= SOURCE EXTRACT =
Chancellor of the Exchequer, Phillip Hammond, has delivered his Spring Statement this afternoon and amongst the Dad jokes he reaffirmed the government's commitment to oversee the building of 300,000 homes annually.
The Chancellor also announced 26,000 new affordable homes in the capital and highlighted that 60,000 first time buyers have already benefited from Stamp Duty relief which was announced during the November 2017 budget.
Additionally, the Housing Growth Partnership, which provides financial support for small housebuilders, will be more than doubled to £220 million.
As ever, the property industry was quick to react. Here's what they're saying:
Russell Quirk, founder and CEO of Emoov.co.uk, commented: “Reaffirming to see the Chancellor yet again cover the hot topic of housing, but we still haven’t seen the delivery of promises from previous budgets, so only time will tell if these words will actually equate to action. If it does come to fruition, his pledge of 300,000 homes a year will go some way in addressing the UK’s housing crisis.
Today’s additional announcement of 215,000 homes within the West Midlands region by 2031 will see an already strong area of the UK property market further accelerate where price growth is concerned. Despite uncertainty plaguing the current property landscape, these more affordable regions have seen a sustained level of buyer demand and so this increased investment into the local property market should only see this continue.
In contrast, London has been one of the worst hit in terms of a dwindling appetite for property amongst buyers. While the commitment of 26,000 affordable homes in the capital and a total of 116,000 affordable homes by 2022 would be a step in the right direction, the government delivered just under 7,000 affordable homes in 2017. So, there is quite a large gap between their good intentions and reality and this is simply not adequate enough to fix London’s broken housing market.”

= SOURCE DATA =

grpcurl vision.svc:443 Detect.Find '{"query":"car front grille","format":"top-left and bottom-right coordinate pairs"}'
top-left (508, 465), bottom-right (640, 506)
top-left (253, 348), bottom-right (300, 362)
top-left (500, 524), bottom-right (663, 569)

= TASK INSTRUCTIONS =
1. In the Spring Statement housing piece, to what amount will the Housing Growth Partnership be increased?
2. Pick up the Spring Statement housing piece after its last sentence and add further industry reaction in the same style.

= RESPONSE LIST =
1. It will be more than doubled, to £220 million.

2.
Richard Pike, Phoebus Software sales and marketing director, said: “Bearing in mind that it is only four months since the investment of £44bn to raise housing supply was announced, it appears the government is indeed holding to its promise of making housing a priority. The Housing Growth Partnership budget has increased, which means more support for small housebuilders. This is a vital element in getting the housing we need built, in the areas where people want to live. However, the question is how that money finds its way to the developers and how they can combine it effectively with other funding to get each project underway and finished.
The most frustrating thing for many, following today’s speech, is that we will have to wait until the budget in November to find out how the government intends to tackle the gap from planning permission to build completion. This issue is one that really needs to be undertaken sooner rather than later so that land banking becomes a thing of the past.”
Simon Heawood, CEO at property investment platform Bricklane.com, comments: “Philip Hammond’s announcement in today’s Spring Statement that an investment programme of £44 billion will see the UK on track to deliver 300,000 houses by mid-2020 is great news, provided it is actually delivered. We're seeing movements towards the government really dealing with the affordability crisis, though we believe a holistic set of solutions is required to meeting this complex challenge. The recent cut to stamp duty and building announcements are welcome for those lucky enough to be able to buy. We would like to see more done to help those saving to get on the ladder, as well as moves to further professionalise the rental market for tenants."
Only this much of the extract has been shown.